§ **Text segment**
%%
| ||
Kenneth J. Kay Senior Executive Vice President Chief Financial Officer
CB Richard Ellis Group, Inc. |
11150 Santa Monica Boulevard Suite 1600 Los Angeles, CA 90025
310 405 8905 Tel 310 405 8925 Fax
kenneth.kay@cbre.com www.cbre.com |
April 1, 2008
VIA EDGAR TRANSMISSION
Securities and Exchange Commission
Division of Corporate Finance
100 F Street, N.E.
Washington, D.C. 20549
Attention: Yolanda Crittendon
Re: | CB Richard Ellis Group, Inc. Form 8-K filed March 18, 2008 |
File No. 1-32205 |
Dear Ms. Crittendon:
Reference is made to the comments of the Staff of the Securities and Exchange Commission (the SEC or the Staff) with respect to the above referenced Form 8-K filed March 18, 2008 (the Form 8-K) of CB Richard Ellis Group, Inc. (the Company) in the letter dated March 19, 2008, addressed to Kenneth J. Kay, Chief Financial Officer of the Company. Set forth below is the Staffs comment and Companys response.
%%
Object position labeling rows
%%
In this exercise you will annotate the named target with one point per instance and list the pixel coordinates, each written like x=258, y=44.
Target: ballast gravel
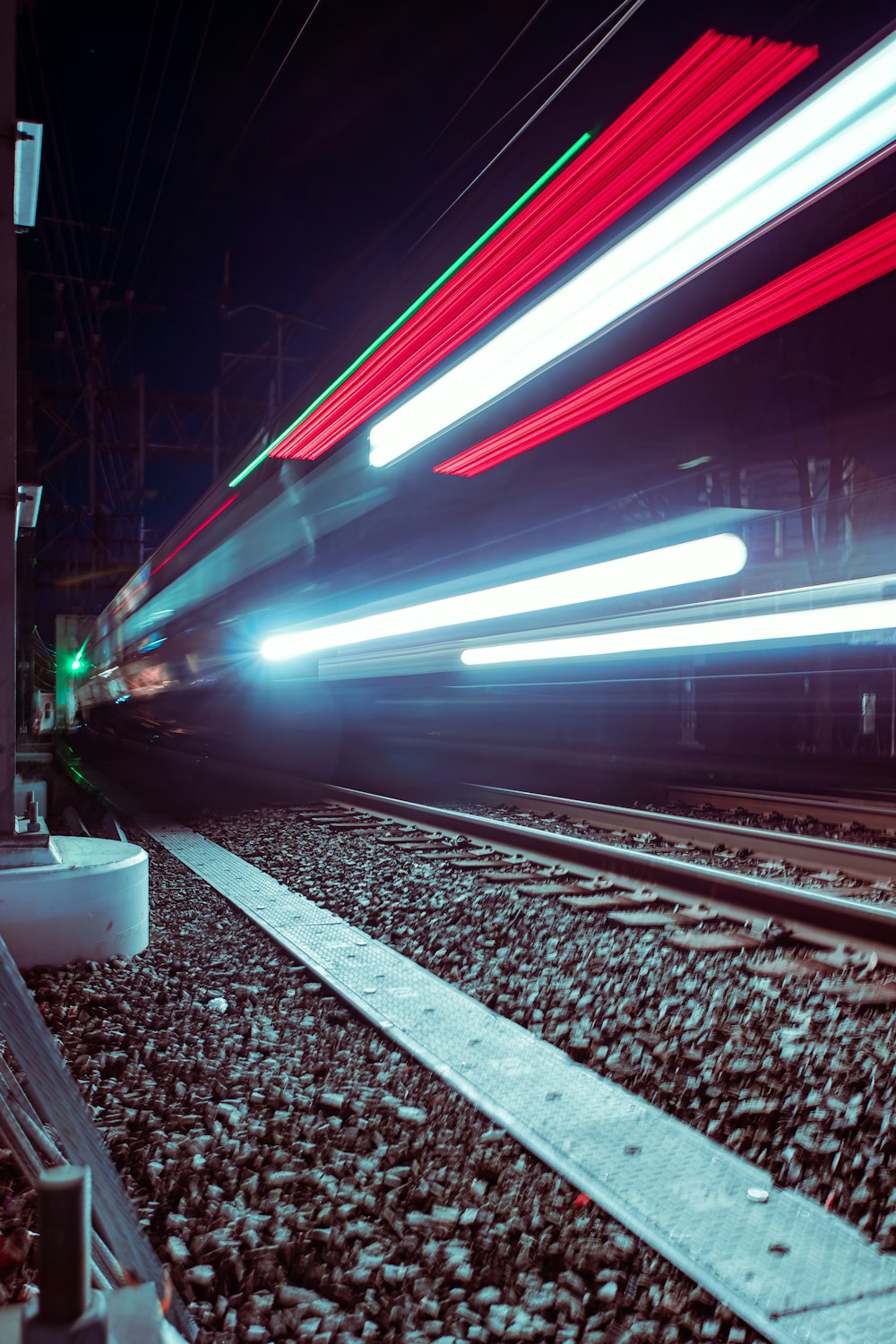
x=724, y=857
x=778, y=1069
x=306, y=1180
%%
§ **List of tasks**
1. Rewrite the part of the letter to the SEC that opens with the words containing "Washington, D.C. 20549" and closes with "and Companys response.", substituting "remarks" for "comments".
2. Answer from the letter to the SEC:
(a) What date does the letter carry?
(b) What file number is listed in the reference line?
(c) On what date was the Staff's letter to the Company dated?
3. Carry the letter to the SEC forward from the point where it stops.
These rows come from a separate source.

§ **Answers by task**
1.
Washington, D.C. 20549
Attention: Yolanda Crittendon
Re: | CB Richard Ellis Group, Inc. Form 8-K filed March 18, 2008 |
File No. 1-32205 |
Dear Ms. Crittendon:
Reference is made to the remarks of the Staff of the Securities and Exchange Commission (the SEC or the Staff) with respect to the above referenced Form 8-K filed March 18, 2008 (the Form 8-K) of CB Richard Ellis Group, Inc. (the Company) in the letter dated March 19, 2008, addressed to Kenneth J. Kay, Chief Financial Officer of the Company. Set forth below is the Staffs comment and Companys response.

2.
(a) April 1, 2008
(b) 1-32205
(c) March 19, 2008

3.
Item 4.01 | Form 8-K |
Exhibit 16
1. | We note the disclosure of a letter from your former independent accountant regarding its concurrence with the statements made by you in a report dated March 18, 2008. Please amend your filing to disclose a letter from your former independent accountant regarding its concurrence or disagreement with the statements made by you in the current report dated March 12, 2008, concerning the resignation of your principal accountant. |
Company Response
The reported event occurred on March 12, 2008. On March 18, 2008, the Company filed a report on Form 8-K, which included the requisite letter from the Companys former auditor referencing the Form 8-K filed on March 18, 2008. We understand the Staff is making a distinction between when the report was filed and when it was dated. The Company respectfully submits to the Staff that if it changes its independent accountants in the future, it will request that its independent accountants, in their letter regarding their concurrence or disagreement with the statements made in any related Form 8-K that we file, refer to such Form 8-K as of the date it was filed.
In connection with responding to your comments, we acknowledge that:
| The Company is responsible for the adequacy and accuracy of the disclosure in the filing; |
| Staff comments or changes to disclosure in response to staff comments do not foreclose the Commission from taking any action with respect to the filing; and |
| The Company may not assert staff comments as a defense in any proceeding initiated by the Commission or any person under the federal securities laws of the United States. |
In the event you have any additional questions, please contact me directly at (310) 405-8905.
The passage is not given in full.